◆ Aufgabe
Führe die Meldung über das Urteil gegen den früheren Staatssekretär Wolfgang Vehse im Anschluss an ihren letzten Satz fort.

Karl Nolle, MdL

Agenturen, dpa/sn, 17:26 Uhr, 12.09.2008

Landgericht verurteilt Ex-Staatssekretär Vehse zu Geldstrafe

 
Dresden (dpa/sn) - Sachsens früherer Wirtschaftsstaatssekretär Wolfgang Vehse ist am Freitag vom Landgericht Dresden wegen falscher uneidlicher Aussage zu einer Geldstrafe von 27 000 Euro verurteilt worden. Die Kammer rechnete eine Freiheitsstrafe von fünf Monaten auf Bewährung in eine Geldstrafe zu 150 Tagessätzen je 180 Euro um. Vom Vorwurf der Beihilfe zur Untreue sprachen ihn die Richter aber frei. Vehse (62) stand wegen des Fördermittelskandals um die Qualifizierungsgesellschaft QMF vor Gericht. Die Verurteilung bezieht sich jedoch auf falsche Angaben Vehses vor einem parlamentarischen Untersuchungsausschuss im November 2003. Dennoch löste das Urteil auch eine Diskussion über den Umgang mit Fördermitteln aus.

◆ Zeigedaten für Bildregionen
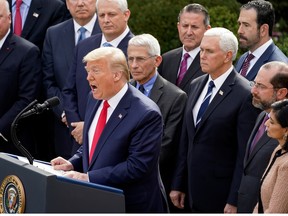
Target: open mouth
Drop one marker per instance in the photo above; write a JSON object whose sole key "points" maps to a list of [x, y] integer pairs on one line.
{"points": [[93, 87]]}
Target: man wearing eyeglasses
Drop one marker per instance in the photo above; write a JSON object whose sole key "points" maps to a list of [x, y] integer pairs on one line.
{"points": [[270, 85], [143, 59], [113, 19]]}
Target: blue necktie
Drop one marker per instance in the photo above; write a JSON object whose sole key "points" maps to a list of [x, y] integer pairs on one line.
{"points": [[82, 34], [106, 44], [205, 102]]}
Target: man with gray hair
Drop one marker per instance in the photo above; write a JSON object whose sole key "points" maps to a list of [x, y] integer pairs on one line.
{"points": [[113, 16], [218, 120], [143, 59], [269, 86], [122, 135], [181, 65]]}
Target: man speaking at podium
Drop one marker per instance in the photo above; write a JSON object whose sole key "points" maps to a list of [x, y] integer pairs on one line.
{"points": [[124, 154]]}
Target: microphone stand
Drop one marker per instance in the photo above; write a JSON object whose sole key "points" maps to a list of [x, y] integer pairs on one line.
{"points": [[14, 138]]}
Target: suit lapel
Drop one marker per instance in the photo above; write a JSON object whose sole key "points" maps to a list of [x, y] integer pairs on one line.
{"points": [[68, 42], [7, 47], [32, 16]]}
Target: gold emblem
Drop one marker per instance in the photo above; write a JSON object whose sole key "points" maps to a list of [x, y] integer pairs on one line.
{"points": [[12, 195]]}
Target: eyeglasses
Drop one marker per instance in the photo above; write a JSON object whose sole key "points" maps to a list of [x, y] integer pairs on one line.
{"points": [[139, 59], [260, 86]]}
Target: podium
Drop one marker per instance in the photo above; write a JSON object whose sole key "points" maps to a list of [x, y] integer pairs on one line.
{"points": [[42, 192]]}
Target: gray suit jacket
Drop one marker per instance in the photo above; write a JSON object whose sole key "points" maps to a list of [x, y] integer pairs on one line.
{"points": [[170, 66], [254, 167]]}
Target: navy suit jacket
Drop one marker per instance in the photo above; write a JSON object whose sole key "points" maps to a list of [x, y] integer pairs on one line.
{"points": [[41, 15], [20, 71], [170, 66], [57, 57], [171, 100], [272, 53], [254, 167], [127, 152], [77, 88], [210, 160]]}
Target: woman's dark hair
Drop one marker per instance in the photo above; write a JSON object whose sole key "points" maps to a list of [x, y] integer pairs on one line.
{"points": [[280, 109]]}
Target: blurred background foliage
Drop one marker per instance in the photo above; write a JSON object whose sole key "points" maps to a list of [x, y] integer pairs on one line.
{"points": [[159, 18]]}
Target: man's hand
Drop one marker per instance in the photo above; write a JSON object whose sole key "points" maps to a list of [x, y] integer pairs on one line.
{"points": [[77, 132]]}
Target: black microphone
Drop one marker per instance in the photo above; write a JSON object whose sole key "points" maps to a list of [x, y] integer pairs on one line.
{"points": [[39, 108]]}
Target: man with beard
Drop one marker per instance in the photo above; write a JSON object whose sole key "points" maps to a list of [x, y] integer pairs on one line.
{"points": [[256, 21], [270, 85]]}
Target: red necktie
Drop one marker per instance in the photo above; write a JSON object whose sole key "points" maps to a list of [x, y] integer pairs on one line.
{"points": [[18, 19], [183, 68], [99, 128], [246, 64]]}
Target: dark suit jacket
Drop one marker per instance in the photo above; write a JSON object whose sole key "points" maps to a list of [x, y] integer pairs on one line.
{"points": [[272, 53], [77, 88], [210, 160], [41, 15], [127, 152], [171, 100], [254, 167], [20, 71], [57, 56], [170, 66]]}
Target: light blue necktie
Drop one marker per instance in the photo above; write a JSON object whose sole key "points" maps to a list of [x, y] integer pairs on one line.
{"points": [[82, 35], [205, 102], [106, 44]]}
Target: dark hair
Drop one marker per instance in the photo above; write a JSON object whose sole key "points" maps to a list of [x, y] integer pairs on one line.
{"points": [[280, 109], [265, 13], [196, 8]]}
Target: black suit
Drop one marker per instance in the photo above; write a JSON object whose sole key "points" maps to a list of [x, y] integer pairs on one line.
{"points": [[255, 164], [41, 15], [210, 160], [171, 101], [170, 66], [20, 72], [57, 57]]}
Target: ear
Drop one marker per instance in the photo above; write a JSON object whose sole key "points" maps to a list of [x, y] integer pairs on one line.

◆ Lösung
Die Staatsanwaltschaft hatte eine Freiheitsstrafe von zehn Monaten auf Bewährung sowie eine Geldauflage gefordert, die Verteidigung plädierte auf Freispruch. Mit dem nun ergangenen Strafmaß würde Vehse als vorbestraft gelten. Der Jurist, der als Staatssekretär 2002 in den einstweiligen Ruhestand versetzt wurde, wollte das Urteil am Freitag noch nicht kommentieren. Er werde sich erst nach Eingang der schriftlichen Urteilsbegründung äußern. Unklar blieb zudem, ob er in Berufung geht. Nach den Worten von Richter Hans Schlüter-Staats hat Vehse in einer Situation die Unwahrheit gesagt - es sei aber nicht um den Kern der damaligen Untersuchung gegangen.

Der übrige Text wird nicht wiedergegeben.